*** Supplied data ***

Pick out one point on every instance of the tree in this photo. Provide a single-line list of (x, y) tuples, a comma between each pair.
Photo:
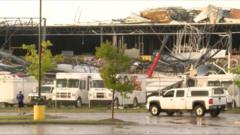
[(33, 59), (114, 63), (236, 70)]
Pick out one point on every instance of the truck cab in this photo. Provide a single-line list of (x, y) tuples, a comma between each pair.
[(71, 88), (97, 91)]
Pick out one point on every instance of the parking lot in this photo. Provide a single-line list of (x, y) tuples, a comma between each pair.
[(226, 123)]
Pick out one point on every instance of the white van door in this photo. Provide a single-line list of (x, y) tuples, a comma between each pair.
[(168, 100)]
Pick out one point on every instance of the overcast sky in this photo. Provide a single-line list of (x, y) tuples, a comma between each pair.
[(74, 11)]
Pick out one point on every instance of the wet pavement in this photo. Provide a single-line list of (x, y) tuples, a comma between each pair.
[(226, 123)]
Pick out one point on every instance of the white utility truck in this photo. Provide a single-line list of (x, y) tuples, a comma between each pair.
[(11, 84), (138, 95), (197, 100), (71, 88)]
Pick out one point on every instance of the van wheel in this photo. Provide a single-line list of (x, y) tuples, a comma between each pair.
[(155, 110), (135, 102), (199, 111), (214, 113), (170, 113), (78, 103)]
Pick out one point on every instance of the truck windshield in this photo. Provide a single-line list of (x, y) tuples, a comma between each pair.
[(73, 83), (61, 83), (97, 84), (45, 89)]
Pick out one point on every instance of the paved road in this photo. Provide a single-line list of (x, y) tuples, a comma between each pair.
[(186, 124)]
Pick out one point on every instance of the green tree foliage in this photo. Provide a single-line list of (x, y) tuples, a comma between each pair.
[(236, 70), (114, 63), (33, 59)]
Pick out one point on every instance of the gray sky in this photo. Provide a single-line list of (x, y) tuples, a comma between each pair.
[(74, 11)]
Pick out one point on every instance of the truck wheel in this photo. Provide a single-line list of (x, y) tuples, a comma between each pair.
[(170, 113), (78, 103), (214, 113), (155, 110), (199, 111), (135, 102)]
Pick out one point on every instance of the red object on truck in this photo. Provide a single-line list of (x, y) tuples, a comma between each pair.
[(154, 65)]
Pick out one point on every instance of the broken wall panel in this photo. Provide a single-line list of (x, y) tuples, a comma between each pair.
[(234, 13), (161, 16)]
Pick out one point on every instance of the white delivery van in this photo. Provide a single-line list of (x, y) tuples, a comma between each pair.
[(97, 92), (138, 95), (46, 94), (72, 88), (11, 84)]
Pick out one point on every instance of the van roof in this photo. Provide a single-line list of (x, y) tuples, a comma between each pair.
[(198, 88)]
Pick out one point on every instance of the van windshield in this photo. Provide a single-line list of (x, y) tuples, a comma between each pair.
[(61, 83), (73, 83), (218, 91), (97, 84)]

***

What you are asked to do - A complete and exact copy of the records is required. Exclude the pictures.

Expected answer -
Pick out one point on every instance of the tree in this photo. Provide a single-line list of (x, y) tuples, a comma between each pair.
Photo:
[(33, 59), (114, 63), (236, 70)]
Pick out one point on every instance of the truck cab in this photo. Provide a single-line list of (x, y) tuples, a comma between each pair.
[(71, 88), (97, 91)]
Pick out one point on every instance of the parking lot in this photo. Provide a single-line list of (x, y) tuples, a comma between each pair.
[(226, 123)]
Pick out one point on every instance of the white van door in this photo. Provide a single-line list of (x, y) tuples, a comma between each pair.
[(168, 100)]
Pick out one point on every instance of the overcast sky in this photo. Provide a single-line list of (x, y) tuples, a comma between each pair.
[(74, 11)]
Pick out one point on every instance of the wet pavement in this photo. Provide a single-line list of (x, y) tuples, a comma between each pair.
[(226, 123)]
Pick out one point on every instance of the white utility truck in this photo. Provide a single-line list of (x, y) tuples, a comma between each pair.
[(11, 84), (138, 95), (197, 100), (71, 88)]
Pick out one point on every instance of the van wheel in this photo. Provide a single-line list of (x, y) tuples, a comma between each pair.
[(155, 110), (135, 102), (199, 111), (214, 113), (170, 113), (78, 103)]
Pick out one point on every instance of the truck windshield in this photo. Provide a single-line list of (x, y) tuples, a comma between each pair.
[(73, 83), (61, 83), (97, 84), (45, 89)]
Pick out one point on every instance of the paved road in this photo. Provide a single-line list of (x, y) tuples, a comma between each pair.
[(186, 124)]
Pick out one point on every instance of the green tree foliage in this photo. Provide a single-line list of (x, y) tuples, a comma between each pair.
[(236, 70), (114, 63), (33, 59)]
Pick out one point on every instance of the gray sky in this photo. Provide a single-line list of (x, y) tuples, a comma between each pair.
[(74, 11)]
Pick out one point on every instance of the truck wheel in this photo. Provide a single-line list of (x, y) tuples, a comma between each pair.
[(170, 113), (78, 103), (214, 113), (155, 110), (199, 111), (135, 102)]
Pick out one point on every instance of the red object on truck in this photo. Provide a single-line list of (x, y) tuples, a comma between each pair.
[(154, 65)]
Pick out one point on every instance of the broken wall panel in this photo. Provide a single-line list of (x, y) tuples, a comma between each pair.
[(234, 13), (161, 16)]
Pick out one point on every instance of the white delivery van in this photo. Provide a single-line list of (x, y) tuples, a comma between each pair.
[(97, 92), (138, 95), (46, 94), (72, 88), (11, 84)]
Pick out one point on every instance of the van roof in this photo. Provide a single-line list of (x, y) tuples, a comma between each pair.
[(198, 88)]
Pick out one point on every instance of the van windshield in this photo. Provide a single-line list of (x, y) tuples, a comma between each pair.
[(61, 83), (73, 83), (218, 91), (97, 84)]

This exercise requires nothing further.